Medical Device Daily Executive Editor
SAN FRANCISCO — "Just because they haven't been written down doesn't mean that these things haven't been done."
So said Jack Epstein, MD, professor of medicine at the University of Alabama at Birmingham, in explaining some of the new guidelines that he said serve to bring together a variety of evidence-based guidances concerning the use of electronic implanted cardiovascular devices and formalize the need for optimal medical therapy (OMT), plus an underlining of emphasis on "what patients want," not just numbers.
His remarks were made at a Thursday press conference, during this year's Scientific Sessions of the Heart Rhythm Society (HRS; Chicago).
In a follow-up with Medical Device Daily, Epstein acknowledged that sometimes the right things for patients have not been done — in particular, implanting a device but not taking care of the whole patient, explaining this with a highly appropriate analogy: "putting in new spark plugs when the engine may be rusted out."
The guidelines document — titled "ACC/AHA/HRS 2008 Guidelines for Device-Based Therapy of Cardiac Rhythm Abnormalities" — is one of several "firsts" presented at the sessions, often with an increased emphasis on end-of-life considerations and the need for greater in-depth consultation with patients concerning what particular therapies might, or might not do for them.
Quizzed by reporters concerning the most important changes in the new guidelines, Epstein emphasized the document's consolidation of previous separate guidances for the different device therapies; that it provides greater clarification concerning the use of the standard ejection fraction percentage as a way of determining the uses of electronic implanted devices; and puts in writing the emphasis on OMT, or, as Epstein stated in a nutshell phrase, "taking care" of patients.
Asked why the need for specific wording concerning patient care, Epstein referred to the cardiovascular device industry's spate of negative headlines over the past two years or so.
"I think, especially with devices, the issue of recalls and advisories interfered with trust, if you will, with the public. It's a credibility issue. It's an attention to those factors that is one way, the right way, [for physicians] to say, "Yes, we do care about you. We want to do the right thing."
He said that in previous guidances [most recently issued in 2002], these things had been "implied ... but not always stated. It's always been there, but it's on paper now."
He called the guidance "unique [because], for the first time, we have really addressed human needs and not just numbers of patients," for instance in the "cutpoint" for entry into a clinical trial.
And "at the bedside, we need to find out what [patients] want. Globally, the document is unique in that we have emphasized not just taking care of rhythm problem or heart failure, but global cardiovascular disease."
Part of this emphasis, Epstein said, is in the use of OMT, saying that patients "must have OMT, in addition to the device."
Asked for more clarity about OMT, Epstein said it is most likely an emphasis on using the best drug therapies first. But, he added: "I'm not saying if you treat somebody with medicines, you don't have to put in a device."

--------------------

Check your understanding:
(1) Revise the passage of the article on the cardiac device guidelines starting at "His remarks were" and ending at "do for them.", replacing "spark plugs" with "ignition coils".
(2) Extend the article on the cardiac device guidelines, continuing on from its final sentence.
The data that come next are separate material and have no connection to the article on the cardiac device guidelines.

Source information:
--------------------

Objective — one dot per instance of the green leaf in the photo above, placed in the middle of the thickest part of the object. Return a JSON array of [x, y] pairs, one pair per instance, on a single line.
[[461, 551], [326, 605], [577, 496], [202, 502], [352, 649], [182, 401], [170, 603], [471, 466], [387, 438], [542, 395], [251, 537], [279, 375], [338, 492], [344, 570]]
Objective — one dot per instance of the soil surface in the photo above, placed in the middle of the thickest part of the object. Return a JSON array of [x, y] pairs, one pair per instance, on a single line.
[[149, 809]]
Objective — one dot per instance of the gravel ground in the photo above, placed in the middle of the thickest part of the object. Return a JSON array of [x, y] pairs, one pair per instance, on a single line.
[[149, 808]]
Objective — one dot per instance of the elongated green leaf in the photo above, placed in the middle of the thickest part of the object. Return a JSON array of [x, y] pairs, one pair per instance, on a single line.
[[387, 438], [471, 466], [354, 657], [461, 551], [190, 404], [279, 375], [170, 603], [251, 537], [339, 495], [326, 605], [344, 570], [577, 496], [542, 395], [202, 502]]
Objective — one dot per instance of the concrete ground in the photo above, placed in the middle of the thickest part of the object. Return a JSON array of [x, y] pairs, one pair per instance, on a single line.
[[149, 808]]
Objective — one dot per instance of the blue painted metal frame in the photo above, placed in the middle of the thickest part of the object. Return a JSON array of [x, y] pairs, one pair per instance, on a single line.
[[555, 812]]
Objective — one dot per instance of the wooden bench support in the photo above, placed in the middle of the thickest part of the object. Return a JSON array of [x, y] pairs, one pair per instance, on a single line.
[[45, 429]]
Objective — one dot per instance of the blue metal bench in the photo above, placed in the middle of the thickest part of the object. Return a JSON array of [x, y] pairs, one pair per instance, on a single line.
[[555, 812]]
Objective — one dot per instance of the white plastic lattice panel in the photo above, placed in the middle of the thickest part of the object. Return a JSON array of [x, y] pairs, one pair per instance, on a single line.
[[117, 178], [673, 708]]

--------------------

Answers to the problems:
(1)
His remarks were made at a Thursday press conference, during this year's Scientific Sessions of the Heart Rhythm Society (HRS; Chicago).
In a follow-up with Medical Device Daily, Epstein acknowledged that sometimes the right things for patients have not been done — in particular, implanting a device but not taking care of the whole patient, explaining this with a highly appropriate analogy: "putting in new ignition coils when the engine may be rusted out."
The guidelines document — titled "ACC/AHA/HRS 2008 Guidelines for Device-Based Therapy of Cardiac Rhythm Abnormalities" — is one of several "firsts" presented at the sessions, often with an increased emphasis on end-of-life considerations and the need for greater in-depth consultation with patients concerning what particular therapies might, or might not do for them.

(2)
"Optimal medical therapy is absolutely very important for these patients," and in the new guidance the "bedside approach to the patient is formally articulated, fresh," he said.
Throughout his presentation, Epstein frequently sounded the theme of the guidance's comprehensive quality in dealing with a variety of issues, from slow heartbeat to cardiac arrest to heart failure and "expanded indications in the areas of genetic cardiac disease," along with the availability of a "wide spectrum of devices in our armamentarium."
He said that the guidelines concerning pacemakers and ICDs are generally similar to what he referred to as the "old guidelines."
The main changes in the document related to technologies, he said, are for CRT therapy. "We have expanded that section greatly. Many trials have become available on this technology, and we have addressed who are the appropriate candidates" for CRT use.
In particular, he said that this section was expanded. "Many trials became available on this technology and we have addressed who are the appropriate candidates."
Another important change, according to Epstein, is a fuller discussion of the use of ejection fraction as a clinical decider, because "[s]ome of the literature in the last several years has made a cutoff ejection fraction very murky."
Clarified is the importance of the ejection fraction of 35% as a critical level to consider implantation of the device.
But Epstein also recommended the need to seek an improvement in the patient's ejection fraction, not just using it as the first, automatic cut-off point.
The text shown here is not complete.